What the task requires:
Extract the records in full, leaving every picture out.

══ Dataset records

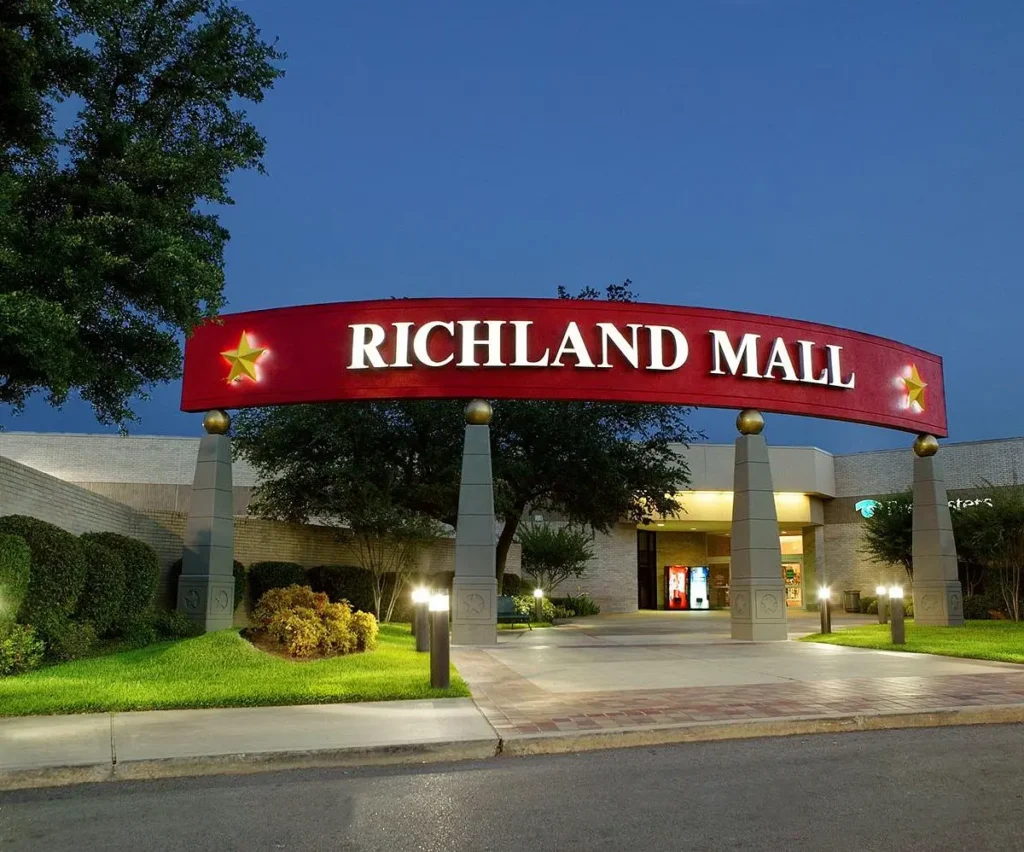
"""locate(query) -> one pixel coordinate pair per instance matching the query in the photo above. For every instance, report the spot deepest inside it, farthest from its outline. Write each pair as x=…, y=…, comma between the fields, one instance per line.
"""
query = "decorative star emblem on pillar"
x=914, y=387
x=243, y=359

════

Written solution:
"""locate(query) -> one pixel coordinate pair per instance matching the query in the photo above. For every instance, report the spot deepest inside it, farthest from its outline. Write each pair as x=…, y=…, comma between the fields, one instance per line.
"""
query = "decorative star emblem on pillar"
x=914, y=387
x=243, y=359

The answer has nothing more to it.